(Stored records)
+-------+
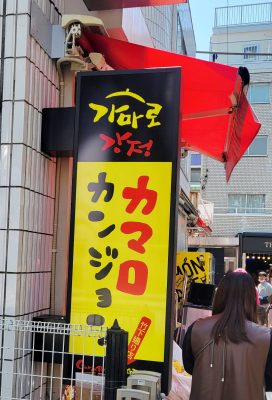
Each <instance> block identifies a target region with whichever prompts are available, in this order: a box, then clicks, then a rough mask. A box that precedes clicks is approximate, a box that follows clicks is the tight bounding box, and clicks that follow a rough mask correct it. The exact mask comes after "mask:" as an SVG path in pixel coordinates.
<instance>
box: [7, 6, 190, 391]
mask: <svg viewBox="0 0 272 400" xmlns="http://www.w3.org/2000/svg"><path fill="white" fill-rule="evenodd" d="M183 6H184V7H185V8H182V7H183ZM183 6H182V7H181V8H180V9H178V8H177V6H167V7H166V6H161V7H154V8H153V7H152V8H143V9H139V8H138V9H126V10H125V9H124V10H116V11H114V12H111V11H103V12H99V13H98V12H93V13H90V12H89V11H88V10H87V8H86V6H85V4H84V2H83V1H82V0H79V1H72V0H65V1H64V0H34V1H33V2H32V1H31V0H3V1H1V2H0V21H1V29H0V35H1V38H0V40H1V44H2V46H1V78H0V102H1V114H0V126H1V131H0V143H1V148H0V150H1V153H0V154H1V159H0V201H1V214H0V316H1V317H4V318H20V319H26V320H31V319H32V318H33V317H35V316H37V315H42V314H62V315H63V314H65V308H66V285H67V273H68V248H69V226H70V202H71V182H72V159H71V158H70V157H66V158H62V159H56V158H53V157H49V156H48V155H46V154H44V153H42V152H41V124H42V110H43V109H44V108H54V107H59V106H60V105H61V106H72V105H73V98H74V80H75V73H76V71H77V70H78V69H79V66H78V65H77V66H75V65H73V67H74V68H71V60H70V61H69V60H67V59H66V60H65V59H63V57H64V56H65V54H64V46H63V49H62V51H63V55H62V56H61V55H56V54H53V52H54V49H53V47H54V45H55V44H56V41H55V40H52V37H53V39H55V36H54V35H55V34H56V35H57V36H56V37H58V35H59V33H58V32H60V31H63V36H61V38H65V32H64V31H65V30H64V28H63V27H61V21H62V17H63V15H64V14H82V15H85V16H88V17H92V16H93V17H97V18H99V19H100V20H101V21H102V25H103V29H105V30H106V31H107V32H108V34H109V35H110V36H111V37H116V38H119V39H120V38H121V39H123V40H128V41H131V42H135V43H139V44H142V45H150V46H152V45H153V46H155V47H159V48H162V49H165V50H169V51H176V50H177V49H178V50H179V51H182V52H187V53H188V54H190V55H193V53H194V51H195V44H194V36H193V29H192V21H191V18H190V12H189V8H188V7H189V5H188V4H187V5H183ZM185 13H186V14H185ZM184 22H186V26H185V28H186V29H185V30H184V32H182V23H184ZM42 26H46V30H45V31H44V30H43V29H42ZM53 27H54V28H53ZM162 27H163V29H162ZM55 30H56V31H57V33H52V32H55ZM48 32H49V33H48ZM178 32H179V33H178ZM66 33H67V32H66ZM178 35H179V36H178ZM178 37H179V38H180V40H178V39H177V38H178ZM60 42H61V39H60ZM186 46H188V48H187V47H186ZM60 47H61V46H60ZM60 47H59V48H58V50H57V53H58V52H59V49H60ZM186 49H187V50H186ZM60 53H61V52H60ZM58 60H59V62H58ZM181 185H182V187H183V189H184V190H185V191H186V192H187V193H189V185H188V179H187V176H186V173H184V168H183V167H182V168H181ZM179 229H180V232H183V233H184V232H186V214H182V210H181V214H180V221H179ZM185 245H186V238H185V234H184V235H183V236H182V237H181V238H180V240H179V247H180V249H184V248H185V247H184V246H185ZM12 341H13V343H14V346H15V337H14V335H12V334H11V335H3V336H2V337H1V357H0V359H1V370H2V371H3V369H5V370H6V371H12V369H13V368H14V365H15V359H14V354H13V356H11V357H10V358H9V359H8V360H4V359H3V348H5V346H6V345H7V343H9V344H10V343H12ZM30 357H31V356H30V355H28V358H27V360H24V361H23V362H24V363H25V368H26V369H27V368H28V367H30V362H31V360H30ZM16 362H17V363H18V362H22V360H19V361H18V360H17V361H16ZM9 377H10V379H8V378H6V377H5V380H3V379H2V381H1V396H4V398H12V390H13V389H14V386H13V383H12V375H9ZM36 390H37V388H35V387H32V388H31V387H29V383H28V387H27V386H26V387H24V388H23V392H24V395H26V394H27V393H29V391H34V392H35V391H36ZM35 396H36V395H35V394H33V397H32V398H36V397H35ZM37 396H38V391H37Z"/></svg>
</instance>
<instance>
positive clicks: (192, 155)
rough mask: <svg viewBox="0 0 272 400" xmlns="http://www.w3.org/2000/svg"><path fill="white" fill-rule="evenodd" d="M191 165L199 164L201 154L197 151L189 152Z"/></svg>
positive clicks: (200, 157) (200, 160) (200, 158)
mask: <svg viewBox="0 0 272 400" xmlns="http://www.w3.org/2000/svg"><path fill="white" fill-rule="evenodd" d="M191 165H192V166H195V165H197V166H198V165H201V154H199V153H192V154H191Z"/></svg>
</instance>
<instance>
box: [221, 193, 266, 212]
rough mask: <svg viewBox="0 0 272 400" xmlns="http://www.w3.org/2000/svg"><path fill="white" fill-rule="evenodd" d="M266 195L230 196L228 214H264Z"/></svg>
mask: <svg viewBox="0 0 272 400" xmlns="http://www.w3.org/2000/svg"><path fill="white" fill-rule="evenodd" d="M264 209H265V195H264V194H229V195H228V212H229V213H232V214H233V213H234V214H263V213H264Z"/></svg>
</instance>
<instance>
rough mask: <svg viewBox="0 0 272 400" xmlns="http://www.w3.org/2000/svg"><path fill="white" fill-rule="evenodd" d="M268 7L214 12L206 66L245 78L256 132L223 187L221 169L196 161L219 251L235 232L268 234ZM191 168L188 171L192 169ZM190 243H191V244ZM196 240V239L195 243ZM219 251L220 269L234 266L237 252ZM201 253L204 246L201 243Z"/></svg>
mask: <svg viewBox="0 0 272 400" xmlns="http://www.w3.org/2000/svg"><path fill="white" fill-rule="evenodd" d="M271 10H272V3H264V4H252V5H244V6H234V7H222V8H217V9H216V10H215V25H214V28H213V35H212V37H211V43H210V51H211V52H212V53H213V54H212V55H211V60H213V61H214V62H217V63H222V64H228V65H232V66H235V67H239V66H245V67H247V68H248V70H249V72H250V87H249V91H248V98H249V100H250V103H251V106H252V108H253V110H254V111H255V113H256V115H257V117H258V119H259V120H260V122H261V124H262V127H261V130H260V131H259V133H258V135H257V137H256V138H255V140H254V141H253V142H252V144H251V145H250V147H249V148H248V150H247V151H246V153H245V154H244V156H243V157H242V158H241V160H240V161H239V163H238V165H237V166H236V167H235V170H234V171H233V173H232V176H231V178H230V181H229V182H228V183H226V181H225V176H224V175H225V174H224V167H223V165H221V164H219V163H217V162H216V161H214V160H212V159H210V158H207V157H202V160H201V173H200V167H199V168H198V170H197V171H198V176H197V180H198V185H199V191H200V193H201V196H202V198H204V199H205V200H208V201H210V202H212V203H214V216H213V226H212V229H213V234H212V235H213V237H214V240H216V238H217V245H218V246H220V245H222V244H223V243H224V240H226V239H228V238H229V243H233V240H235V239H234V238H235V237H236V235H237V234H238V233H240V232H269V231H271V222H272V181H271V177H270V175H271V167H272V136H271V128H272V111H271V81H272V56H271V46H272V29H271ZM192 168H193V167H192ZM193 240H194V239H193ZM195 240H196V239H195ZM236 240H237V242H236V246H234V247H232V245H230V247H225V249H226V251H225V261H226V268H227V267H228V266H229V261H231V263H232V264H231V266H232V267H233V266H236V265H237V255H238V253H237V246H238V239H237V238H236ZM204 247H205V243H204Z"/></svg>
+-------+
The expected output is every record above, copied exactly, without pictures.

* **Solution to this problem**:
Each <instance> block identifies a target region with whichever prompts are available, in this order: a box, then clicks, then a rough mask. A box that precedes clicks is approximate, a box that follows clicks is the tight bounding box, and clicks that follow a rough mask correct it. The exact mask comes after "mask:" as an SVG path in pixel coordinates.
<instance>
box: [7, 6, 190, 391]
mask: <svg viewBox="0 0 272 400" xmlns="http://www.w3.org/2000/svg"><path fill="white" fill-rule="evenodd" d="M183 6H184V7H185V8H182V7H183ZM183 6H182V7H181V8H180V9H178V8H177V6H167V7H166V6H161V7H154V8H153V7H152V8H143V9H139V8H138V9H126V10H125V9H124V10H116V11H114V12H111V11H103V12H99V13H98V12H93V13H90V12H89V11H88V10H87V8H86V6H85V4H84V2H83V1H82V0H79V1H72V0H65V1H64V0H34V1H33V2H32V1H31V0H3V1H1V2H0V21H1V29H0V35H1V38H0V40H1V44H2V46H1V78H0V102H1V114H0V126H1V131H0V143H1V148H0V150H1V153H0V154H1V159H0V201H1V214H0V316H1V317H4V318H20V319H26V320H31V319H32V318H33V317H35V316H37V315H42V314H62V315H63V314H65V308H66V285H67V273H68V248H69V226H70V202H71V182H72V159H71V158H70V157H66V158H62V159H56V158H53V157H49V156H48V155H46V154H44V153H42V152H41V124H42V110H43V109H44V108H54V107H59V106H60V105H61V106H72V105H73V98H74V80H75V73H76V71H77V70H78V69H79V66H78V65H77V66H75V65H73V67H74V68H71V60H70V61H69V60H67V59H66V60H65V59H63V57H64V56H65V54H64V46H63V49H62V51H63V55H62V56H61V55H56V54H53V52H54V49H53V47H54V45H55V44H56V41H55V40H52V37H53V39H55V36H54V35H55V34H56V35H57V36H56V37H58V35H59V33H58V32H60V31H63V36H61V38H65V32H64V31H65V30H64V28H63V27H61V21H62V17H63V15H64V14H82V15H85V16H88V17H92V16H93V17H97V18H99V19H100V20H101V21H102V25H103V29H105V30H106V31H107V32H108V34H109V35H110V36H111V37H116V38H119V39H120V38H121V39H123V40H128V41H131V42H135V43H139V44H142V45H150V46H152V45H153V46H155V47H159V48H162V49H165V50H169V51H176V50H177V49H178V50H179V51H182V52H187V53H188V54H190V55H193V53H194V51H195V44H194V36H193V29H192V21H191V18H190V12H189V8H188V7H189V5H188V4H187V5H183ZM185 13H186V14H185ZM184 22H186V26H185V28H186V29H185V30H184V32H182V23H184ZM42 26H46V30H45V31H44V30H43V29H42ZM53 27H54V28H53ZM162 27H163V29H162ZM55 30H56V31H57V33H52V32H55ZM48 32H49V33H48ZM178 32H179V33H178ZM66 33H67V32H66ZM178 35H179V36H178ZM178 37H179V38H180V40H178V39H177V38H178ZM60 42H61V39H60ZM186 46H188V48H187V47H186ZM60 47H61V46H60ZM60 47H59V48H58V50H57V53H58V52H59V49H60ZM186 49H187V50H186ZM60 53H61V52H60ZM58 60H59V62H58ZM181 185H182V187H183V189H184V190H185V191H186V192H187V193H189V185H188V179H187V176H186V173H184V168H183V167H182V168H181ZM179 229H180V232H183V233H184V232H186V214H182V210H181V214H180V221H179ZM185 245H186V238H185V234H184V235H183V236H182V237H181V238H180V240H179V247H180V249H184V248H185V247H184V246H185ZM12 341H13V343H14V346H15V337H14V335H12V334H11V335H3V336H2V337H1V357H0V359H1V370H2V371H3V369H5V370H6V371H12V369H13V368H14V365H15V359H14V354H13V356H11V357H10V358H9V359H8V360H4V359H3V348H5V346H6V345H7V343H9V344H10V343H12ZM30 357H31V356H30V355H28V358H27V360H24V361H23V362H24V363H25V368H26V369H27V368H28V367H30V362H31V360H30ZM16 362H17V363H18V362H22V360H19V361H18V360H17V361H16ZM9 377H10V379H8V378H6V377H5V380H3V379H2V381H1V396H4V398H12V390H13V389H14V386H13V383H12V375H9ZM36 390H37V388H35V387H32V388H31V387H29V383H28V387H27V386H26V387H24V388H23V392H24V395H26V394H27V393H29V391H34V392H35V391H36ZM35 396H36V395H35V394H33V397H32V398H36V397H35ZM37 396H38V391H37Z"/></svg>
</instance>
<instance>
positive clicks: (192, 155)
rough mask: <svg viewBox="0 0 272 400" xmlns="http://www.w3.org/2000/svg"><path fill="white" fill-rule="evenodd" d="M191 165L199 164L201 154L197 151L189 152Z"/></svg>
positive clicks: (200, 157) (200, 160) (200, 158)
mask: <svg viewBox="0 0 272 400" xmlns="http://www.w3.org/2000/svg"><path fill="white" fill-rule="evenodd" d="M191 165H192V166H195V165H197V166H198V165H201V154H199V153H192V154H191Z"/></svg>
</instance>
<instance>
box: [221, 193, 266, 212]
rough mask: <svg viewBox="0 0 272 400" xmlns="http://www.w3.org/2000/svg"><path fill="white" fill-rule="evenodd" d="M266 195L230 196L228 214H264Z"/></svg>
mask: <svg viewBox="0 0 272 400" xmlns="http://www.w3.org/2000/svg"><path fill="white" fill-rule="evenodd" d="M264 209H265V195H264V194H229V195H228V212H229V213H232V214H233V213H234V214H263V213H264Z"/></svg>
</instance>
<instance>
rough mask: <svg viewBox="0 0 272 400" xmlns="http://www.w3.org/2000/svg"><path fill="white" fill-rule="evenodd" d="M268 7L214 12L206 66L245 78L256 132L223 187L221 169L196 161L219 251L235 232L268 234ZM191 168L188 171L192 169ZM190 243H191V244ZM196 240V239L195 243ZM219 251L220 269L234 266L237 252ZM201 253L204 246L201 243Z"/></svg>
mask: <svg viewBox="0 0 272 400" xmlns="http://www.w3.org/2000/svg"><path fill="white" fill-rule="evenodd" d="M271 10H272V3H264V4H252V5H244V6H234V7H222V8H217V9H216V10H215V25H214V28H213V35H212V37H211V43H210V51H211V52H212V53H213V54H212V55H211V60H213V61H214V62H217V63H222V64H228V65H232V66H235V67H239V66H245V67H247V68H248V70H249V72H250V87H249V91H248V98H249V100H250V103H251V106H252V108H253V110H254V111H255V113H256V115H257V117H258V119H259V120H260V122H261V124H262V127H261V130H260V131H259V133H258V135H257V137H256V138H255V140H254V141H253V142H252V144H251V145H250V147H249V148H248V150H247V151H246V153H245V154H244V156H243V157H242V158H241V160H240V161H239V163H238V165H237V166H236V167H235V170H234V171H233V173H232V176H231V178H230V181H229V182H228V183H226V181H225V176H224V175H225V174H224V167H223V165H221V164H219V163H217V162H216V161H214V160H212V159H210V158H207V157H202V160H201V173H200V167H199V168H198V170H197V171H198V176H197V180H198V185H199V191H200V193H201V196H202V198H204V199H205V200H208V201H210V202H212V203H214V216H213V226H212V229H213V234H212V235H213V237H214V240H216V238H217V245H218V246H220V245H222V244H223V243H224V240H226V239H228V238H229V243H233V240H235V239H234V238H235V237H236V235H237V234H238V233H240V232H269V231H271V222H272V181H271V177H270V175H271V167H272V136H271V128H272V111H271V81H272V56H271V46H272V29H271ZM192 168H193V167H192ZM193 240H194V239H193ZM195 240H196V239H195ZM236 240H237V242H236V246H234V247H232V245H230V247H225V249H226V251H225V261H226V268H227V267H228V266H229V261H231V263H232V264H231V266H232V267H233V266H236V265H237V255H238V253H237V246H238V239H237V238H236ZM204 247H205V243H204Z"/></svg>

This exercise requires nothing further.